> [Data shown]
----------

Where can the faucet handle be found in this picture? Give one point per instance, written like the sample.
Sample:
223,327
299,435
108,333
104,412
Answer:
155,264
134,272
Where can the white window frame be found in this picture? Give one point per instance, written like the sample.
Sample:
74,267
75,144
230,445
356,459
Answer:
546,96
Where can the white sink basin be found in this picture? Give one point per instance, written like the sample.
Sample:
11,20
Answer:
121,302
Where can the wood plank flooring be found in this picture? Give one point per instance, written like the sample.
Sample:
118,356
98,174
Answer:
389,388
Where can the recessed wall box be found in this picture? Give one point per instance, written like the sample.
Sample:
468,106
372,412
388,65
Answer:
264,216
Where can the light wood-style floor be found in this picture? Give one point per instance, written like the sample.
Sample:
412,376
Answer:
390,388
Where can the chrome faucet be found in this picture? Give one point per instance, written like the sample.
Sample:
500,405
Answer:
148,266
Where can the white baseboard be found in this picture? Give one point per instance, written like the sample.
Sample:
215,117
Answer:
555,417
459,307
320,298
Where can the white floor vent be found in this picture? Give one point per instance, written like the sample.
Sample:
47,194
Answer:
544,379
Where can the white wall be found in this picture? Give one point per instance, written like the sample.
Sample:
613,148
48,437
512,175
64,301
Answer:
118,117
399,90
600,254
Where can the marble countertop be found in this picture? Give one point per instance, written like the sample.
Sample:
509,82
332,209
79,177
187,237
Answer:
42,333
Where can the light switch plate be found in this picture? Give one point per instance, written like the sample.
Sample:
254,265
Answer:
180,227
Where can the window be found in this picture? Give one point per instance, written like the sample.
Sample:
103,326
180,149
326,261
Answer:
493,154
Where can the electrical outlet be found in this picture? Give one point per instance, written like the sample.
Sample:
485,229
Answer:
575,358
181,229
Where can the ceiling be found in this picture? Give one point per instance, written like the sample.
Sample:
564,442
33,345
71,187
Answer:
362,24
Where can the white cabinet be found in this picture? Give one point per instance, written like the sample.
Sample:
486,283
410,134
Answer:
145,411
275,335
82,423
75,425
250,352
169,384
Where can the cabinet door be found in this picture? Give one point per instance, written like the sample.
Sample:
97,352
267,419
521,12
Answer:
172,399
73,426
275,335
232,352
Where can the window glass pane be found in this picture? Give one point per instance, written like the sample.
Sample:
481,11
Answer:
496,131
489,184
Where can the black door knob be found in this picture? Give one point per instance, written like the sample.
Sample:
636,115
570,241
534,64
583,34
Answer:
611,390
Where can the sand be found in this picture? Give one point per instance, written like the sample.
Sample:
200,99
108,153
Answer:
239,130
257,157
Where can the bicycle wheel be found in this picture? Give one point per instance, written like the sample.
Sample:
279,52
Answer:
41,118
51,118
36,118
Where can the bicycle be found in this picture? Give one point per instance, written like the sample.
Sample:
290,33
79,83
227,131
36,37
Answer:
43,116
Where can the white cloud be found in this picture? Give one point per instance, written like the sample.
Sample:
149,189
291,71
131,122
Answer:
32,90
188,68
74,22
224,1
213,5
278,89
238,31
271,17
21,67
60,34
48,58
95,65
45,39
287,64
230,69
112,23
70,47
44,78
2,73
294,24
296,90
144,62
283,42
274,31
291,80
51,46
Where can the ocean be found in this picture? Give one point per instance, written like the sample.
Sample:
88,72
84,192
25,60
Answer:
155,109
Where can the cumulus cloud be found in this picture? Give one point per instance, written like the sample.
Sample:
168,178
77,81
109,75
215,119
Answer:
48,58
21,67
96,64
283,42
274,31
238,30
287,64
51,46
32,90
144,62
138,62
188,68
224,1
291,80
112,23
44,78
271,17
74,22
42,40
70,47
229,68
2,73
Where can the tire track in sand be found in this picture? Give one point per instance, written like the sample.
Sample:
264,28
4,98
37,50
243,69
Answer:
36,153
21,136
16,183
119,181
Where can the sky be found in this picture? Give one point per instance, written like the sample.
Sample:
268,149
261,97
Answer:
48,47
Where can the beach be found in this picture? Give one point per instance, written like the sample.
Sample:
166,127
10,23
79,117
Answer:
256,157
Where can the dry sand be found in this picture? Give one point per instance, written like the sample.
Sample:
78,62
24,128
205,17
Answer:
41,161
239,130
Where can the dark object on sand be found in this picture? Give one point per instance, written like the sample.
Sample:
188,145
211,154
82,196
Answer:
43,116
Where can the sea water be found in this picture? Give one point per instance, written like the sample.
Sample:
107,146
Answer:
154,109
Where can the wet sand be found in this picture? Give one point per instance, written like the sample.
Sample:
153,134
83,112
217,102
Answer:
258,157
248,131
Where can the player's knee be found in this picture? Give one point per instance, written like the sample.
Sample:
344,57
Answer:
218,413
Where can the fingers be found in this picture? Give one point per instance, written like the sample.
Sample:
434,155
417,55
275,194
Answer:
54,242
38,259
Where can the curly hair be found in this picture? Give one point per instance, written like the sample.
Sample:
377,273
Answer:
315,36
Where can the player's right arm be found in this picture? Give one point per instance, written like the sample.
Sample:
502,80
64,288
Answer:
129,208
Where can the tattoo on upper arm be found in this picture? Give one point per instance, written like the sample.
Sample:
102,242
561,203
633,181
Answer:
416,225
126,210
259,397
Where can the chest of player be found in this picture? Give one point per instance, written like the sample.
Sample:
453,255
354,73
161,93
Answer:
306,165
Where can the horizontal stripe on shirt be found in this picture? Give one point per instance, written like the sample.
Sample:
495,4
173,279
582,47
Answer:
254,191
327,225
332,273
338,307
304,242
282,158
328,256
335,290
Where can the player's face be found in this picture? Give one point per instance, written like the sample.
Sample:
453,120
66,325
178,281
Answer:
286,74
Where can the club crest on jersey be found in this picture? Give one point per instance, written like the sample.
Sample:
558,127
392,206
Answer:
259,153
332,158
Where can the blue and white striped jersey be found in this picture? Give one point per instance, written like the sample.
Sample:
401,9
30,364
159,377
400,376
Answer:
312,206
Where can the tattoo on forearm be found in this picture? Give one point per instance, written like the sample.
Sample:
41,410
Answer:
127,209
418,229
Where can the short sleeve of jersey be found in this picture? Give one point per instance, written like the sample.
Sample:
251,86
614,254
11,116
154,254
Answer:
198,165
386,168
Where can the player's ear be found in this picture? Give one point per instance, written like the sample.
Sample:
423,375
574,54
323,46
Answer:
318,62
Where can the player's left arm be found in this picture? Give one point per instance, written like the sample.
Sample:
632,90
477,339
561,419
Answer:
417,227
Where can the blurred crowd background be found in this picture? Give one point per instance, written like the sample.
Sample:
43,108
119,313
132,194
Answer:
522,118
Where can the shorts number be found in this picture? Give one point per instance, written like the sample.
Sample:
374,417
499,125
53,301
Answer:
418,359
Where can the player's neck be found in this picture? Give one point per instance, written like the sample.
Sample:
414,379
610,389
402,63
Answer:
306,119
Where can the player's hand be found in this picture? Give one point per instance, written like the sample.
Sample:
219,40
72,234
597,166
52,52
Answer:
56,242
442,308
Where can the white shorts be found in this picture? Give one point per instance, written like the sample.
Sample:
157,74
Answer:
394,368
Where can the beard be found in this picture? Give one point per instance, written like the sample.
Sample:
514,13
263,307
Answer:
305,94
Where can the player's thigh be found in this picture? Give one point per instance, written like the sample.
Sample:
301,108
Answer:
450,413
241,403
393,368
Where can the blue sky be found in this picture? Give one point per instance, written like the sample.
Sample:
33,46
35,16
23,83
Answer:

----------

> [What is expected] Once the records have been read, print them all again exactly.

> [Answer to the exercise]
Where can the faucet handle be found in this picture? Give one point per instance, written like the sample.
Sample:
223,327
299,435
108,333
104,412
Answer:
155,264
134,272
Where can the white window frame be found in this picture? Give one point per instance, written like the sample.
Sample:
74,267
75,144
230,445
356,459
Answer:
546,96
Where can the white sink basin be found in this picture? Give one point per instance, written like the sample.
Sample:
11,20
Answer:
121,302
Where can the wood plank flooring be found in this picture? Give one point per instance, written like the sample.
Sample:
118,356
98,174
Answer:
389,388
Where can the recessed wall box be found in this picture? Give one point per instance, written like the sample.
Sample:
468,106
372,412
388,65
Answer:
264,216
Where can the light wood-style floor be found in this picture? Give one point per instance, written like the sample.
Sample:
412,376
Answer:
390,388
Where can the chrome faucet be found in this picture? Give one point per instance, written like the sample.
Sample:
500,405
Answer:
148,266
Where can the white baseboard be found in this picture? Give one point per instance, written like the sample.
Sample:
215,117
Answer:
555,417
459,307
320,298
Where can the white floor vent be found in this picture? Give one point per instance, written like the sample.
Sample:
47,194
Answer:
544,379
Where can the white wall be found in this picture? Give one point per instance, written like the sample.
Sample:
613,148
48,437
512,175
64,301
Answer:
118,117
399,90
600,254
Where can the marble countertop be found in this picture? Give one point per instance, written like the sample.
Sample:
509,82
332,209
79,177
187,237
Answer:
42,333
Where can the light switch plate be found in this picture? Give one point per instance, written like the sample.
Sample:
254,265
Answer:
180,227
Where can the window be found in this picture? Give one point per instance, written like the sample.
Sample:
103,326
180,149
326,261
Answer:
493,154
Where can the electrical outlet be found in this picture? Give one point per instance, written like the sample.
Sample:
485,229
Answer:
575,358
181,229
Where can the ceiling be found in this picture? Give one point per instance, written like the sample.
Sample:
564,442
33,345
71,187
Answer:
362,24
Where can the white cabinet be found in this picture? Give one point per instance, written like the sample.
Sample:
486,283
410,134
Answer:
145,411
275,335
82,423
75,425
250,352
169,384
Where can the cabinet door be found in this picture? Give one point per instance, written like the sample.
Sample:
97,352
267,419
521,12
Answer:
172,399
73,426
275,335
232,352
Where can the window glass pane be found in this picture? Give one point per instance, written like the sample.
Sample:
481,11
Answer:
496,131
489,184
Where can the black door knob be found in this picture? Give one point per instance, written like the sample.
Sample:
636,115
570,241
534,64
583,34
Answer:
611,390
Where can the sand be found in this picture? Give one point per instance, written like the sample.
Sample:
200,99
108,153
Answer:
239,130
257,157
Where can the bicycle wheel be found in this picture? Give one point per instance, written like the sample.
Sample:
279,52
Answer:
41,118
51,118
36,118
Where can the bicycle be found in this picture? Give one point per instance, written like the sample.
Sample:
290,33
79,83
227,131
36,37
Answer:
43,116
Where can the white cloud be found in this picture? Give one point per instance, written like the sample.
Sample:
149,189
291,71
131,122
Answer:
32,90
188,68
74,22
224,1
213,5
278,89
238,31
271,17
21,67
60,34
48,58
95,65
45,39
287,64
230,69
112,23
70,47
44,78
2,73
294,24
296,90
144,62
283,42
274,31
291,80
51,46
Where can the ocean be found in this picture? Give one point per instance, written like the sample.
Sample:
88,72
84,192
25,60
Answer:
155,109
Where can the cumulus cloud be found in this picture? Give one point per instance, written like the sample.
Sample:
168,178
77,81
109,75
215,119
Answer:
48,58
21,67
96,64
283,42
274,31
238,30
287,64
51,46
32,90
144,62
138,62
188,68
224,1
291,80
112,23
44,78
271,17
74,22
42,40
70,47
229,68
2,73
Where can the tire track in sand be found in this picture? Give one point per instance, written like the sample.
Sample:
264,28
4,98
37,50
243,69
Answer:
36,153
21,136
16,183
119,181
Where can the sky be found in this picture? Give one point per instance, written like the sample.
Sample:
268,149
261,97
Answer:
48,47
Where can the beach be found in this picture? Give one point per instance, written like the sample.
Sample:
166,127
10,23
79,117
Answer:
256,157
Where can the dry sand be found in this picture? Give one point per instance, written like the sample.
Sample:
78,62
24,128
205,17
Answer:
41,161
239,130
Where can the dark object on sand be found in this picture? Give one point per instance, written like the sample.
Sample:
188,145
211,154
82,196
Answer:
43,116
Where can the sea water be found in this picture? Give one point per instance, written like the sample.
Sample:
107,146
Answer:
154,109
Where can the wet sand be found in this picture? Give one point per instance, written like the sample.
Sample:
153,134
83,112
217,102
Answer:
258,157
248,131
Where can the player's knee be found in this picture? Give one point per instance, written like the sample.
Sample:
344,57
Answer:
218,413
Where can the fingers be found in this picture? Give one point per instance, written like the sample.
Sample:
434,155
417,55
275,194
Answer:
54,242
38,259
Where can the curly hair be found in this picture? Give one point per instance, written like the sample.
Sample:
377,273
Answer:
315,36
Where can the player's right arm be found in this picture? Give one point per instance, written like the sample.
Sample:
502,80
64,288
Answer:
129,208
Where can the tattoo on upper arm be found in this picture? Give one point per instance, written like the sample.
Sample:
102,242
561,203
633,181
Answer:
416,225
126,210
259,397
Where can the chest of player be found in this picture? Give one point per instance, written like the sample.
Sample:
453,255
354,73
161,93
Answer:
306,165
Where can the horizontal stripe on shirt be found in this picture? Give one point per instance, written like the sample.
Sample:
495,4
173,279
582,47
Answer:
254,191
327,225
332,273
338,307
304,242
282,158
328,256
335,290
Where can the player's face be found in this picture? Give one point per instance, written like the sample.
Sample:
453,120
66,325
178,281
Answer:
286,74
Where can the club crest on jersey be found in this picture? Give one point per instance, written like the sample.
Sample:
558,127
392,206
Answer:
259,153
332,158
Where can the blue and white striped jersey be found in this picture? Give one point per instance, written like the sample.
Sample:
401,9
30,364
159,377
400,376
Answer:
312,206
Where can the tattoo on forearm be found in this picture? Give one point per instance, written like the sample.
Sample:
41,410
Answer:
127,209
418,229
Where can the short sleeve of jersey be found in this picture? Give one point per instance, written like the sample.
Sample:
251,86
614,254
11,116
154,254
Answer:
198,165
386,168
Where can the player's ear be found in this picture? Give one point per instance, written like the sample.
Sample:
423,375
574,54
323,46
Answer:
318,62
Where can the player's left arm be found in this picture? Give one point per instance, written like the sample.
Sample:
632,90
477,339
561,419
Answer:
417,227
Where can the blurred crowd background be found in this picture? Give one point per instance, written like the sample.
Sample:
43,108
119,313
132,194
Answer:
522,118
Where can the shorts number be found in this picture? Give one point per instance, written like the sample.
Sample:
374,417
499,125
53,301
Answer:
418,359
Where can the player's neck be found in this picture? Give one point per instance, written like the sample.
Sample:
414,379
610,389
402,63
Answer:
306,119
Where can the player's hand be found in this picture? Give one point per instance, written like the sample.
Sample:
219,40
72,234
597,166
52,52
Answer:
56,242
442,308
Where can the white shorts be found in this picture? Give one point per instance, written like the sample.
Sample:
157,74
Answer:
394,368
Where can the beard be found in this picture? Give one point per instance, written like the sample.
Sample:
514,13
263,307
Answer:
305,94
Where can the player's thigh be found in this picture? Give one point per instance, written like the sample.
Sample:
301,108
Answer:
450,413
241,403
393,368
Where can the blue sky be found in this picture? Give one point per instance, written like the sample.
Sample:
33,46
35,16
23,83
Answer:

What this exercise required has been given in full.